### AUFGABENSTELLUNG
Schreiben Sie aus dem unten stehenden Textauszug über Vorurteile und Bildung den Abschnitt von „Bist Du dumm, ignorant, Rassist“ bis „die Klimakatastrophe verpönen.“ wortgetreu ab.

### TEXTAUSZUG
Bist Du dumm, ignorant, Rassist oder hast Du einfach nur schwache interkulturelle Kompetenzen?

Die Frage geht an die sogenannten gebildeten Leute, die glauben von der richtigen Seite aus zu denken, meinen politisch korrekt zu sein, weil sie zum Beispiel Trendgerecht die Klimakatastrophe verpönen.

Sie denken Ihre Ideen seien die guten, weil Sie sich als fortschrittlich und modern bezeichnen, und deshalb sich herausnehmen, „die anderen“ auf den Arm zu nehmen. Hier fällt mir ein Aphorismus von Elmar Kuppe (1942-2018) ein: „Der Spießer braucht Vorurteile, damit alle andersdenkenden keinen Platz in seiner Demokratie haben“!

Wie oft habe ich das miterlebt? Wie oft ertappe ich mich selber dabei zu sagen: „wir Italiener sind so und so“ oder „ihr Deutschen denkt so und so“. Aber nun habe ich es satt. Ich höre einfach nicht mehr hin, wenn die sog. gebildeten Menschen folgende Sachen erzählen, die ich hier in 2 Mini-Kapiteln aufteilen möchte: Deutsche gebildete Menschen über Italien, Italienische gebildete Menschen über Deutschland.

Aber vorher: was heißt in unserem Jahrtausend, gebildet zu sein? Abitur, Studium, viel gelesen zu haben, zum Beispiel? Was ist mit dem gesellschaftlichen Hintergrund? Sind wir alle gleich? Wie denkt ein bürgerlicher, ein Bauer, ein Aristokrat, ein Proletarier, egal ob in Deutschland oder Italien? Ja, denn kulturelle Unterschiede haben, wie oft sage ich das, nicht nur mit Nationalität zu tun, sondern mit gesellschaftlicher Herkunft, der familiären Erziehung, überall auf der Welt.

### BEREITGESTELLTES MATERIAL
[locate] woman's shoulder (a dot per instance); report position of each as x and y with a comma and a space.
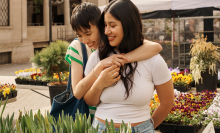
150, 62
75, 44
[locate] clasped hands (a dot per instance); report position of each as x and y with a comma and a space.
110, 68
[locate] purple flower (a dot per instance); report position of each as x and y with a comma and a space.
170, 69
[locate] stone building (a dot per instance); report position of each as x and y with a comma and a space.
24, 26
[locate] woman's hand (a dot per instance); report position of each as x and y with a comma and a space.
116, 59
108, 76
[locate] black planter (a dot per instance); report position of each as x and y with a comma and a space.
18, 81
32, 82
39, 83
7, 95
14, 94
44, 83
55, 90
186, 129
25, 82
209, 82
181, 88
167, 128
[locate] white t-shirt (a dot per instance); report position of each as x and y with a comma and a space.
135, 108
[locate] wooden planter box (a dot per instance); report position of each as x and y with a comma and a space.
18, 81
186, 129
45, 83
25, 82
7, 95
39, 83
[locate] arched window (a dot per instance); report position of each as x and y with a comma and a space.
4, 12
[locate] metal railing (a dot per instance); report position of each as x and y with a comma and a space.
4, 12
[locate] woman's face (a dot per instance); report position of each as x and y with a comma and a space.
113, 29
90, 37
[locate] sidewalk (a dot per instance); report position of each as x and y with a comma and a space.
26, 98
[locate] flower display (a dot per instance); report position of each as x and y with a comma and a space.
187, 108
7, 88
181, 78
213, 113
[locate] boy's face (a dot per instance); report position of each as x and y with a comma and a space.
90, 37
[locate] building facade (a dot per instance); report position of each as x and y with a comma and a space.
24, 26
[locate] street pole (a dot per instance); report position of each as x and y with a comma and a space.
50, 21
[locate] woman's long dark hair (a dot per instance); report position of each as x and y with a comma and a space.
127, 13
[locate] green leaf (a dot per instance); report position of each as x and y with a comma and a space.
4, 106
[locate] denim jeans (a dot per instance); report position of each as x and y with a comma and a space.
145, 127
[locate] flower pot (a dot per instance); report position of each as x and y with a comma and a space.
167, 127
55, 90
44, 83
181, 88
217, 129
14, 94
7, 95
25, 82
39, 83
18, 81
186, 129
193, 84
32, 82
209, 82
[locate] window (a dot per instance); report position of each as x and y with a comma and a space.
4, 12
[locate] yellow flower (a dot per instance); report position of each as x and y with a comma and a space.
16, 72
26, 70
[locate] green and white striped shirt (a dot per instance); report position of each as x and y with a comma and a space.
74, 52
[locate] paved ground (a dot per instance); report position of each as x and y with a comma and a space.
28, 99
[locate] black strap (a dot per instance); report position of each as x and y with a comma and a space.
85, 58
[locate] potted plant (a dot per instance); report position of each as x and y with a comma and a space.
38, 79
6, 92
18, 77
52, 60
44, 79
212, 114
13, 91
203, 63
186, 114
181, 82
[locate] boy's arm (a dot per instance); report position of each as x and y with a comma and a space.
146, 51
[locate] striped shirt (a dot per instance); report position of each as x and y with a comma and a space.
74, 52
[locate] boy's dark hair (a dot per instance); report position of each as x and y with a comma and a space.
85, 14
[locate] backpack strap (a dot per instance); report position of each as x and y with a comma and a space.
85, 58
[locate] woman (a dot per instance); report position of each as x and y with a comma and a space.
85, 21
129, 98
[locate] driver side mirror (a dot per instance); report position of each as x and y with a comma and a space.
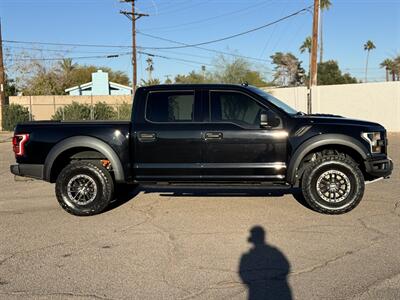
268, 119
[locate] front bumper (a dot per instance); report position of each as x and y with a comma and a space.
379, 168
28, 170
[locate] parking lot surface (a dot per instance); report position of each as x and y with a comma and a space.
207, 244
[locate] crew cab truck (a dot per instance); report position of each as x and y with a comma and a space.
209, 134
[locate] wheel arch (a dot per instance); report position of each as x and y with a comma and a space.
85, 142
322, 141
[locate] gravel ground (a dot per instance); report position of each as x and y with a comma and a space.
161, 245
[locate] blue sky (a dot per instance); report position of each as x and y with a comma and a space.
347, 26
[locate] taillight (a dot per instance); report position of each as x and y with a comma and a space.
19, 141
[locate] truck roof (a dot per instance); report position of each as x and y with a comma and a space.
197, 85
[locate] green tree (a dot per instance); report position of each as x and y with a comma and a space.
72, 112
396, 67
329, 73
237, 70
103, 111
35, 77
388, 64
124, 111
324, 5
288, 69
368, 46
14, 114
192, 77
10, 88
154, 81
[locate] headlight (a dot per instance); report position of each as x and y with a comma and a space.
374, 139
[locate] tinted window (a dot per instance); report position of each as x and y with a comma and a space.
170, 106
235, 107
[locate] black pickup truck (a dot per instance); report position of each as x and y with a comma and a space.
210, 134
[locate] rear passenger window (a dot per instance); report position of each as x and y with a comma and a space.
236, 108
170, 106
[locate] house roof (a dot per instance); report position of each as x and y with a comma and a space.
88, 84
81, 86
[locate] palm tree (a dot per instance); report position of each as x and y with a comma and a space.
306, 46
368, 46
396, 67
323, 5
388, 64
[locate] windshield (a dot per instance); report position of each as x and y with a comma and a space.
274, 100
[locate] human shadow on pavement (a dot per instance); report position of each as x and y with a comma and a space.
264, 269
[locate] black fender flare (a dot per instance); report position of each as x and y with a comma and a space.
318, 141
88, 142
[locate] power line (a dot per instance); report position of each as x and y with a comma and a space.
183, 45
202, 48
76, 57
66, 44
234, 35
206, 19
174, 58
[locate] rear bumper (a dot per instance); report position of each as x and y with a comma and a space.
28, 170
379, 168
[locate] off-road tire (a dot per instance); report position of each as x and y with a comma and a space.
341, 164
100, 177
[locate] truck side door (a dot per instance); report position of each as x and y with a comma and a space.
168, 140
236, 147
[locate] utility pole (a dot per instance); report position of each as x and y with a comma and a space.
149, 68
133, 16
314, 50
2, 76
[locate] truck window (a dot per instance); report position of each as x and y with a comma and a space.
235, 108
177, 106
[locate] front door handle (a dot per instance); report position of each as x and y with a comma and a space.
213, 135
147, 136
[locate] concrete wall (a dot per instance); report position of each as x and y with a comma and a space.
378, 102
43, 107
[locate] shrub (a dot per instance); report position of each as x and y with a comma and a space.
103, 111
73, 111
124, 111
14, 114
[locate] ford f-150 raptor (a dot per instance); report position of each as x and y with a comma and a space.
203, 135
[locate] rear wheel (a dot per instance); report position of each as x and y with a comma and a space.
332, 184
84, 188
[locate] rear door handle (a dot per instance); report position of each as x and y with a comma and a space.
213, 135
147, 136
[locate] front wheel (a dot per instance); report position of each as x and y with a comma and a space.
332, 184
84, 188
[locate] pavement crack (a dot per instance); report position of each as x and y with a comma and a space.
67, 294
12, 255
372, 229
330, 261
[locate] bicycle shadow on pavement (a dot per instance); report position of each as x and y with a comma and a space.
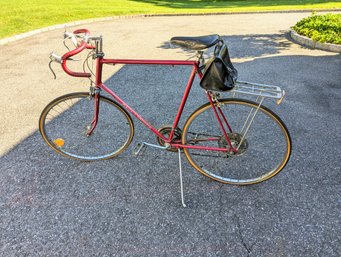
130, 206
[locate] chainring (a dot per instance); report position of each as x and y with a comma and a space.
235, 139
166, 130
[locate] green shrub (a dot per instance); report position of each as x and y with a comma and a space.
322, 28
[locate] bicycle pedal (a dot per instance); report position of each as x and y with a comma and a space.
139, 149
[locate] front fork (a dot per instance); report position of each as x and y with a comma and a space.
95, 94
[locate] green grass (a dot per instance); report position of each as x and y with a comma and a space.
321, 28
19, 16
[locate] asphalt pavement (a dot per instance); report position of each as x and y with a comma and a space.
130, 205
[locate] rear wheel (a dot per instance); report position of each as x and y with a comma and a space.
65, 122
263, 151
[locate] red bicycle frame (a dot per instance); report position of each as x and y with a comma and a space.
100, 61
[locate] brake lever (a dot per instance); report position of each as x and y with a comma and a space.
50, 66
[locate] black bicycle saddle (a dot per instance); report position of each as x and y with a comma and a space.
196, 43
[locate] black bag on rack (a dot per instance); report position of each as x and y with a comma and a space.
219, 75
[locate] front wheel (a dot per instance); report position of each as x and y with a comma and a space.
65, 124
263, 150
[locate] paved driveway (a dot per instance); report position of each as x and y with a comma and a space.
130, 206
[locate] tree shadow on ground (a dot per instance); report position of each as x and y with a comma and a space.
198, 4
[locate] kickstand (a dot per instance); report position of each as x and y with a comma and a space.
181, 183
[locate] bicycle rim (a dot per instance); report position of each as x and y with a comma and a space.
65, 121
263, 152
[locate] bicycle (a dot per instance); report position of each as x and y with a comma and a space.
230, 140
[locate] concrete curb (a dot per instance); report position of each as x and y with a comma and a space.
305, 41
8, 40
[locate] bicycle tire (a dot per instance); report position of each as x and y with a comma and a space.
64, 122
261, 156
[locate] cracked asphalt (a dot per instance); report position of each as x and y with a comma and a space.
130, 205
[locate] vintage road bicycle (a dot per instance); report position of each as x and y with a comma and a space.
230, 140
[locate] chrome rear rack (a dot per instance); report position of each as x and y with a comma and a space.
259, 90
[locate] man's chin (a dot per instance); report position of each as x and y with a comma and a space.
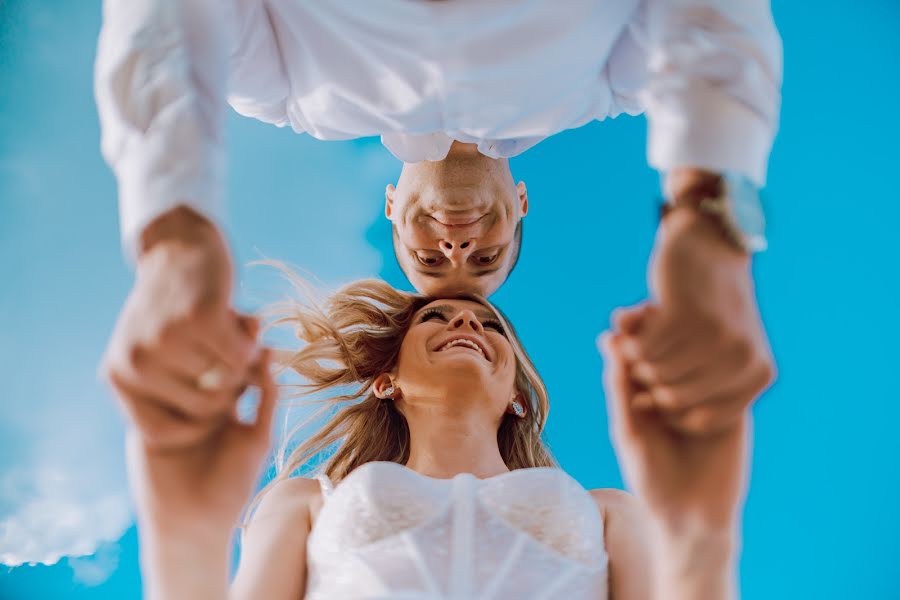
435, 288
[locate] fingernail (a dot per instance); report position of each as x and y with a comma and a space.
642, 401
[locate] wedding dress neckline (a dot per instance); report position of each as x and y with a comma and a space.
387, 531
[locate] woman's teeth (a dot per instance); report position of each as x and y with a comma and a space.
463, 342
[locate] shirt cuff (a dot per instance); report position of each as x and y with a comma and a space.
700, 126
179, 168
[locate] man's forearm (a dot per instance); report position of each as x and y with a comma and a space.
181, 224
696, 566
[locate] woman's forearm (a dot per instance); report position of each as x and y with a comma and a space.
188, 565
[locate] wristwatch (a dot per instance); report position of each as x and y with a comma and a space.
732, 201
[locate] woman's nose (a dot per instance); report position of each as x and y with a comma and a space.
466, 320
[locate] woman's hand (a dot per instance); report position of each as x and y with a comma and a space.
689, 481
196, 483
693, 485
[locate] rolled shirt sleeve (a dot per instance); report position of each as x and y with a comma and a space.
160, 80
713, 84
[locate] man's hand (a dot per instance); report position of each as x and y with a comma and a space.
692, 485
177, 325
699, 349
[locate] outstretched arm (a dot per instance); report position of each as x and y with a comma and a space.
712, 95
691, 488
160, 84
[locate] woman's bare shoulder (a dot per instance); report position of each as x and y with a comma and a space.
289, 499
616, 502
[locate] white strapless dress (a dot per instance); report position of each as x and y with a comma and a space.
389, 533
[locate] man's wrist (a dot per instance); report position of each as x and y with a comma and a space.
688, 185
180, 225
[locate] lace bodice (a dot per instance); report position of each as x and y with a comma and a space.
387, 532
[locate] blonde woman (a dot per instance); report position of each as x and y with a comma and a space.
438, 484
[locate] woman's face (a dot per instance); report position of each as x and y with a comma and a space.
457, 349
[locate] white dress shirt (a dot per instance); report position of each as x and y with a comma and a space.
500, 74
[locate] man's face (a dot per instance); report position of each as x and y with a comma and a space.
453, 240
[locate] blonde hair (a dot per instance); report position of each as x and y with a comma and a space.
351, 338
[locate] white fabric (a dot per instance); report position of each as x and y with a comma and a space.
387, 532
503, 74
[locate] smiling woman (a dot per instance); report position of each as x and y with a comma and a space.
367, 330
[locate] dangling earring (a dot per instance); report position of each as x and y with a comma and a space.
518, 409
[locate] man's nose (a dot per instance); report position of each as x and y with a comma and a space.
465, 321
457, 251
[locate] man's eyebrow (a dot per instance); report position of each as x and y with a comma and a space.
427, 273
487, 271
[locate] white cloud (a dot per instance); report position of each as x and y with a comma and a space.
95, 569
51, 512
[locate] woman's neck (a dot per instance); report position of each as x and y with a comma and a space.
448, 440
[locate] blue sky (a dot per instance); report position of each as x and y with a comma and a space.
821, 518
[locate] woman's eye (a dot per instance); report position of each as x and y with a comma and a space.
495, 325
433, 314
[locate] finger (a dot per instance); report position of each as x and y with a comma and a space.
658, 337
191, 360
249, 324
708, 418
155, 381
629, 320
160, 426
617, 387
730, 377
226, 340
672, 367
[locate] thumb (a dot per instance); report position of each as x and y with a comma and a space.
629, 321
617, 387
247, 323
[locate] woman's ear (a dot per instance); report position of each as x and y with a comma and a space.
384, 387
517, 405
389, 200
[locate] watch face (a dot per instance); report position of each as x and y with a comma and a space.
747, 211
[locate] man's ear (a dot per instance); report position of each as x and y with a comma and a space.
389, 200
523, 198
384, 386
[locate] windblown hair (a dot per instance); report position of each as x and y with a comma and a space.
355, 335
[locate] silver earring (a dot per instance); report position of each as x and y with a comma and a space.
518, 408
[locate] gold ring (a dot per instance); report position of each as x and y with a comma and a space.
212, 378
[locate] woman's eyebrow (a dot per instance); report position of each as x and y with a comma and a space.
481, 313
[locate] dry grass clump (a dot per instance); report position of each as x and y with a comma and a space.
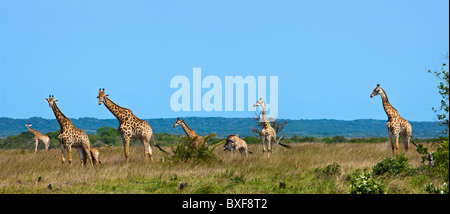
22, 171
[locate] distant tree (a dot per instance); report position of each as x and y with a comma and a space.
442, 112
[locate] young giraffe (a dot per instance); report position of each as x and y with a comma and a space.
130, 127
396, 125
233, 143
191, 134
268, 134
39, 138
70, 136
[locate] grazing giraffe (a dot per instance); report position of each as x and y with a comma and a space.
70, 136
268, 134
39, 138
233, 143
396, 125
130, 127
191, 134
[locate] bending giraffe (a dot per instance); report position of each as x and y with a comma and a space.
191, 134
130, 127
39, 138
70, 136
396, 125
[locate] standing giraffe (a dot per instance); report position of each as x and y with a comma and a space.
191, 134
70, 136
268, 134
396, 125
233, 142
130, 127
39, 138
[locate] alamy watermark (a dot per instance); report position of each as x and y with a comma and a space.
213, 100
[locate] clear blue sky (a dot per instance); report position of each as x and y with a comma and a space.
328, 55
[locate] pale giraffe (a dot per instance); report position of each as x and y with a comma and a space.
396, 125
268, 134
191, 134
70, 136
130, 127
39, 138
233, 143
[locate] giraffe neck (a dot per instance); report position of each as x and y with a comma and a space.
189, 132
63, 121
34, 132
391, 112
265, 120
118, 111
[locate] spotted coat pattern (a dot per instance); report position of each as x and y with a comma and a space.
130, 127
39, 138
236, 143
397, 126
70, 136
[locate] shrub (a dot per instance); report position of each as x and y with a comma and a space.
441, 159
185, 151
330, 170
391, 166
365, 184
430, 188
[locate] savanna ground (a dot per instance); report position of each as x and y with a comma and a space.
300, 168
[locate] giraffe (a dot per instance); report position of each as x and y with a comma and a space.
39, 138
95, 156
396, 125
70, 136
268, 134
233, 143
130, 127
191, 134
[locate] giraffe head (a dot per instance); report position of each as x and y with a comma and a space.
261, 103
101, 95
178, 123
51, 101
377, 91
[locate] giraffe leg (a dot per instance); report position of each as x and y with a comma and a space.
263, 139
63, 154
391, 137
267, 145
406, 140
82, 155
69, 154
126, 147
87, 153
36, 147
396, 136
147, 150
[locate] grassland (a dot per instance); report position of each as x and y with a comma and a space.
20, 171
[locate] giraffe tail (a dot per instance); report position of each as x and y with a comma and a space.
157, 146
281, 144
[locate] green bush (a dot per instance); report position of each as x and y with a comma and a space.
203, 154
441, 158
365, 184
391, 166
329, 170
431, 188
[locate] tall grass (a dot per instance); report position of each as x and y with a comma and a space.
297, 168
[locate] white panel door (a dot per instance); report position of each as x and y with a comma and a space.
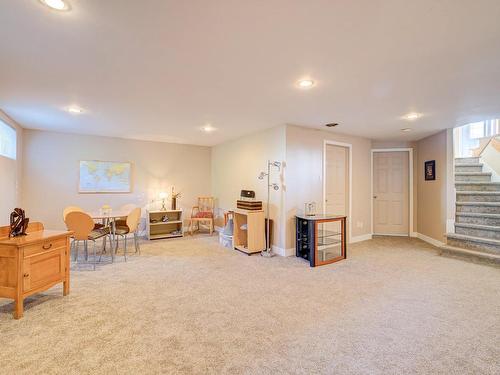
337, 181
390, 193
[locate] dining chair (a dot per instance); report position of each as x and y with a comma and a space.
122, 221
131, 226
82, 226
69, 209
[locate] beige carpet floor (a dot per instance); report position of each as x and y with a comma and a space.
189, 306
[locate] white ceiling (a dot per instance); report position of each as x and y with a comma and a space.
161, 69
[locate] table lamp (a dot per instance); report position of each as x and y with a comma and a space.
163, 196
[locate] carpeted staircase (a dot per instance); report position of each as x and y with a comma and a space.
477, 221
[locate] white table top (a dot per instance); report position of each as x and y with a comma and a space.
111, 215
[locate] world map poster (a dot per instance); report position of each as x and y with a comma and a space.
104, 177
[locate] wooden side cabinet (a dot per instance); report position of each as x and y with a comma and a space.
249, 231
33, 263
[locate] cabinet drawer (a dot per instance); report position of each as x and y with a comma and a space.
43, 269
43, 247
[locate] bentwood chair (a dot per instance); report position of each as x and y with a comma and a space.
69, 209
202, 213
131, 227
122, 221
82, 226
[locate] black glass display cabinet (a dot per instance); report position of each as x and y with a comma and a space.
321, 239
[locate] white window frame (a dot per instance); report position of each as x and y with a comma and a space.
8, 141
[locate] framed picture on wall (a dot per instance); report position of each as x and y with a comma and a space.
430, 170
104, 177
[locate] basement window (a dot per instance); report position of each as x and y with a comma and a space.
8, 141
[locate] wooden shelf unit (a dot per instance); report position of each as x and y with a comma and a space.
157, 229
253, 239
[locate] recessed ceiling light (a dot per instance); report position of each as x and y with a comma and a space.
412, 116
208, 128
75, 110
305, 83
56, 4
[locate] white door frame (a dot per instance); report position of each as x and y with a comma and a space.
349, 148
411, 233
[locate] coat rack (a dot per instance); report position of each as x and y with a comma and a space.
270, 165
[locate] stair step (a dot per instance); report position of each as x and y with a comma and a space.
478, 196
478, 230
469, 160
468, 167
463, 241
477, 218
473, 176
479, 207
470, 255
477, 186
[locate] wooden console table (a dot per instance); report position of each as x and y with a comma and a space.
251, 240
33, 263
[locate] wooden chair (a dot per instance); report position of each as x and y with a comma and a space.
132, 226
122, 221
203, 213
69, 209
32, 227
82, 226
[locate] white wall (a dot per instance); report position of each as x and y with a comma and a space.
236, 166
304, 156
51, 164
11, 176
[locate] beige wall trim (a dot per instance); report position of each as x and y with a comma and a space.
349, 148
410, 173
430, 240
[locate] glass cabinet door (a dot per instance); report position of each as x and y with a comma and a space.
329, 242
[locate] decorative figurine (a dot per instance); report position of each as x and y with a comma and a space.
175, 196
18, 223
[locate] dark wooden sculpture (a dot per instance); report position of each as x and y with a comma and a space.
18, 223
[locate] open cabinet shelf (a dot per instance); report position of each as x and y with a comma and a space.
164, 224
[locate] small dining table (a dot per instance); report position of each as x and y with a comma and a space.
109, 219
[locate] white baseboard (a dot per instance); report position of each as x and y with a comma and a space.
430, 240
283, 252
363, 237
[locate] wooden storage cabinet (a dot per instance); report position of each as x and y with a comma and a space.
171, 228
251, 240
33, 263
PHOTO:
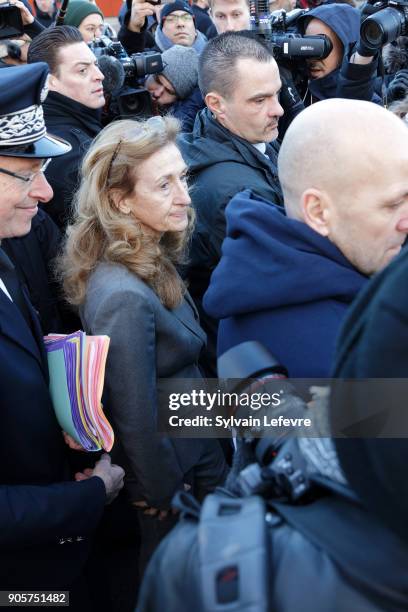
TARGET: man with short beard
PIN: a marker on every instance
(72, 109)
(232, 147)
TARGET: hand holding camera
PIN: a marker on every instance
(398, 88)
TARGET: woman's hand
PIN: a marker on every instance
(69, 441)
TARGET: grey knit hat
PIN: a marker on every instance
(181, 69)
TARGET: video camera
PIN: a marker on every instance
(124, 78)
(387, 20)
(11, 24)
(279, 31)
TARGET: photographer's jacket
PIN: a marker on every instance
(352, 81)
(281, 283)
(79, 125)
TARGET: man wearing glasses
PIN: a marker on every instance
(177, 27)
(46, 516)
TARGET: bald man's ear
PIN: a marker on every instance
(316, 210)
(215, 102)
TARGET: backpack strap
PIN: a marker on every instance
(233, 554)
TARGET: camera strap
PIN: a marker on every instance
(233, 554)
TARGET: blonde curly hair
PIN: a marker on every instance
(101, 232)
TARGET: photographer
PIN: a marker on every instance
(13, 52)
(87, 17)
(232, 147)
(72, 107)
(302, 270)
(45, 12)
(349, 70)
(175, 89)
(311, 523)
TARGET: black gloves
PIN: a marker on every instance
(398, 88)
(365, 50)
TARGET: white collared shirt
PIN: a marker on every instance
(261, 146)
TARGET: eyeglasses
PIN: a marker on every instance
(185, 18)
(153, 123)
(30, 178)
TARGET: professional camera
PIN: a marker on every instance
(387, 20)
(279, 30)
(11, 24)
(284, 465)
(124, 78)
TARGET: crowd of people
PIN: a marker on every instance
(254, 199)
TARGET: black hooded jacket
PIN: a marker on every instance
(221, 165)
(79, 125)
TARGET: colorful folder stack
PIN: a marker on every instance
(76, 364)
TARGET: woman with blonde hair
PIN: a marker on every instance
(133, 220)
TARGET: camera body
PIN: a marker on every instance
(288, 43)
(387, 20)
(129, 98)
(11, 24)
(279, 30)
(136, 67)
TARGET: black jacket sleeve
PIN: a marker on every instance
(356, 81)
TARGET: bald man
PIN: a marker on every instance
(287, 281)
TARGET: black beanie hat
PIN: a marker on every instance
(178, 5)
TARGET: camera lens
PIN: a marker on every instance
(382, 27)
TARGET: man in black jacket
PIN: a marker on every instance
(72, 108)
(46, 517)
(232, 147)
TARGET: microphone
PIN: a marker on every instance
(113, 72)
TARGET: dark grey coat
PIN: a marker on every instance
(148, 342)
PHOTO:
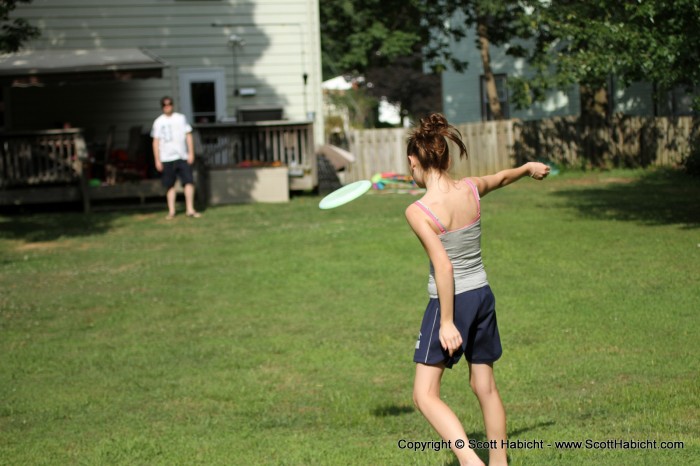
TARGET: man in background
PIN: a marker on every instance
(173, 150)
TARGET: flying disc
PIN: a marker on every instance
(343, 195)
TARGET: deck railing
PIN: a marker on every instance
(235, 145)
(41, 157)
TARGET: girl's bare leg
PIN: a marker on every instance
(170, 196)
(483, 384)
(426, 396)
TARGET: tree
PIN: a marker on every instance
(15, 32)
(393, 38)
(388, 42)
(588, 42)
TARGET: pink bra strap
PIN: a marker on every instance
(476, 195)
(431, 215)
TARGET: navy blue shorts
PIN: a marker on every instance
(475, 318)
(177, 168)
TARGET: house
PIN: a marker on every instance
(465, 100)
(240, 70)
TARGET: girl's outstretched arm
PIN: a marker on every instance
(488, 183)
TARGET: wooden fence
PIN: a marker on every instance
(570, 141)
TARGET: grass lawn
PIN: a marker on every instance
(284, 335)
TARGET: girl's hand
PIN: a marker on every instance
(450, 338)
(538, 171)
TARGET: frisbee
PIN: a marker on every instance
(343, 195)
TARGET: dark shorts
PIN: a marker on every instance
(475, 318)
(176, 169)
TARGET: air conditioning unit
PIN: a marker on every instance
(259, 113)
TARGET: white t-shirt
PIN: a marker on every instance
(171, 132)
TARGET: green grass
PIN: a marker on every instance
(283, 334)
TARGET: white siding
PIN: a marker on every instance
(282, 42)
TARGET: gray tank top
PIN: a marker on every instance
(463, 247)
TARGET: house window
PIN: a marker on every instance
(203, 94)
(203, 102)
(675, 102)
(501, 90)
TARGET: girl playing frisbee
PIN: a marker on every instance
(460, 318)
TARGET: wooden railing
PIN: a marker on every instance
(50, 157)
(231, 145)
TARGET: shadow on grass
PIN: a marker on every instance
(483, 453)
(52, 226)
(392, 410)
(659, 197)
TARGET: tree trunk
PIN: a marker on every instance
(491, 90)
(594, 125)
(594, 102)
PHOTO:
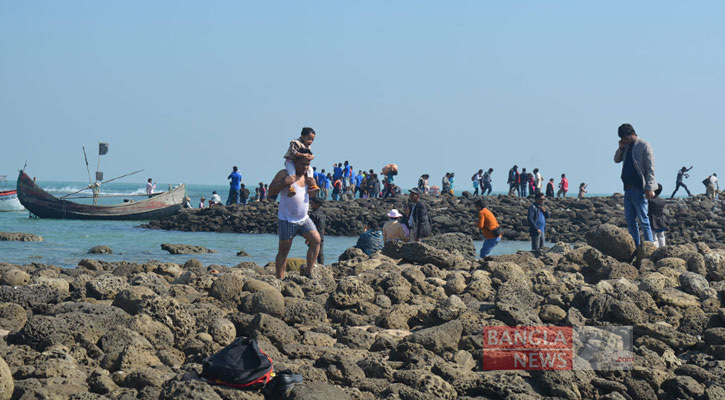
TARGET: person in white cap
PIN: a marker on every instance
(393, 229)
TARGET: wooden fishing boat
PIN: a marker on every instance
(44, 205)
(8, 197)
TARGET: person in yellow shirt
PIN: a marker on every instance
(489, 226)
(393, 229)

### LÖSUNG
Bist Du dumm, ignorant, Rassist oder hast Du einfach nur schwache interkulturelle Kompetenzen?

Die Frage geht an die sogenannten gebildeten Leute, die glauben von der richtigen Seite aus zu denken, meinen politisch korrekt zu sein, weil sie zum Beispiel Trendgerecht die Klimakatastrophe verpönen.